____ EXTRACTED TEXT
This experiment is carried out under normal temperature and pressure conditions. Experimental working fluids are air and DI water. The main parameters are shown in Tab. 1.

Fig. 1 is a schematic diagram of the experimental facility. The experimental apparatus mainly includes four parts: water supply system, gas supply system, experimental section and data acquisition system. The circulating power of the water circuit is supplied by a gear pump. After the continuous phase (DI water) flows through the gear pump, it enters the mass flow meter, flows into the visualization experiment section, and finally flows into the water tank to complete the water circulation. The power of the gas circuit is supplied by an air compressor and stored by a fixed large gas storage tank. The gas passes through an air filter and a pressure reducing valve, and gas flow meters of different ranges are selected according to the experimental conditions, and then enters the experimental section through a one-way valve to complete the gas circuit cycle. Water circulation power is provided by two types of miniature magnetic pumps. The range of the MG204XK miniature magnetic pump is 20–1000 ml/min, and the range of the MG209XK model is 100–2500 ml/min. The liquid flowmeter adopts the CX-CMFI Coriolis flowmeter of model DN6, the maximum measuring range is 700 kg/h, and the accuracy grade is ±0.2%. The power of the gas path is supplied by an Outstanding air compressor, with a maximum working pressure of 30 MPA. The air compressor has a power of 4500 W, a displacement of 420 L/min, and a tank capacity of 100 L. To reduce the experimental error caused by the unstable air pressure during the experiment, a 300 L fixed large gas storage tank is connected behind the air compressor to provide power for the experimental section. The rated pressure of the air storage tank is 0.7 MPA. When the compressed air in the air storage tank is less than 0.4 MPA during the experiment, the air compressor will automatically start to increase the air pressure in the air storage tank to 0.7 MPA to ensure the stability of gas flow rate and pressure before entering the experimental section.

To obtain more accurate experimental data, the filtered air enters the experimental section through two Sevenstar gas mass flow controllers with different ranges. Two types of gas mass flow controller models are D07-9E (range 0–50 L/min) and D07-19B (range 0–2 L/min).

The experimental section uses a quartz glass tube with good light transmission, and the length of the experimental section is 2000 mm in total. As shown in Fig. 2, the experimental section is divided into two parts, namely the flow pattern capture unit and the void fraction calibration unit.
________
EXPLORE THE MATERIAL
1. In the apparatus description, what is the rated pressure of the air storage tank?
2. For each statement, say whether it agrees with the apparatus description, and quote the words that decide it:
(a) The experimental section is 2000 mm long.
(b) The fixed gas storage tank connected behind the air compressor holds 100 L.
(c) The D07-19B gas mass flow controller has a range of 0–50 L/min.
3. Turn the paragraph of the apparatus description that begins "To obtain more accurate experimental data" into a short list that keeps its main facts.
The records that come next are taken from a separate source.
____ RECORD SET
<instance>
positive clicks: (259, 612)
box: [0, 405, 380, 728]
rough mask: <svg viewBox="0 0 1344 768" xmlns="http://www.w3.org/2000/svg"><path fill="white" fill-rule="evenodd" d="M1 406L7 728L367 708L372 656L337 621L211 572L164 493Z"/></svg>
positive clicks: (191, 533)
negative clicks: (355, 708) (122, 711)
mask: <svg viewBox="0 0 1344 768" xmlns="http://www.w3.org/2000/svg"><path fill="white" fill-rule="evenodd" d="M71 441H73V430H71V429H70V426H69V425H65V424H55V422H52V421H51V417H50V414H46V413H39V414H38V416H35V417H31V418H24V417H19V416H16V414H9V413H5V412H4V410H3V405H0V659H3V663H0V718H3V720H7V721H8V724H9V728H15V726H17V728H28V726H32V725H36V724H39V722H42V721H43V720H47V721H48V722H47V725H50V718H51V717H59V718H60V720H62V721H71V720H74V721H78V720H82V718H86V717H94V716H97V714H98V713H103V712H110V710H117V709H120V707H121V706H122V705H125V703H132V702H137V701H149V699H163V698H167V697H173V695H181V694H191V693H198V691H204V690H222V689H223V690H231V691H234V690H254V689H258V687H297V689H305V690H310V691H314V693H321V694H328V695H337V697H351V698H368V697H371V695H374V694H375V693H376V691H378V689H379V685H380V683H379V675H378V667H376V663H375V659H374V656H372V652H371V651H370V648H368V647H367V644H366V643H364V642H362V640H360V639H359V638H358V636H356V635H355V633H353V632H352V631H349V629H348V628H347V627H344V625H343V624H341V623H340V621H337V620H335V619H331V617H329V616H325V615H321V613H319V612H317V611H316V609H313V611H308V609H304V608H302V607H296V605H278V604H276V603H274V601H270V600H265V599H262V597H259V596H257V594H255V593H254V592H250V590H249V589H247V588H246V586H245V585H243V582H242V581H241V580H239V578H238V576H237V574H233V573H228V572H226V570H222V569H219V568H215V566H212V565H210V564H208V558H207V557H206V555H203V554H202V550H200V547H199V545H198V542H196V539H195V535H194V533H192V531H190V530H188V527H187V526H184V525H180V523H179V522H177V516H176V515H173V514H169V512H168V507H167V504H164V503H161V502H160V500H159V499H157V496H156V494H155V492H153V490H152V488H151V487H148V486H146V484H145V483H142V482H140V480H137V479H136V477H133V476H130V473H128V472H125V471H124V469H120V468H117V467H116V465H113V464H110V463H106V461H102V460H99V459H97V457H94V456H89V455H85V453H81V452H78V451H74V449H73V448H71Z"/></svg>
________
PROBLEM SOLUTIONS
1. 0.7 MPA

2.
(a) Yes: "the length of the experimental section is 2000 mm in total"
(b) No: "a 300 L fixed large gas storage tank is connected behind the air compressor"
(c) No: "D07-19B (range 0–2 L/min)"

3.
- The goal is more accurate experimental data.
- Filtered air enters the experimental section through two Sevenstar gas mass flow controllers with different ranges.
- Model D07-9E has a range of 0–50 L/min.
- Model D07-19B has a range of 0–2 L/min.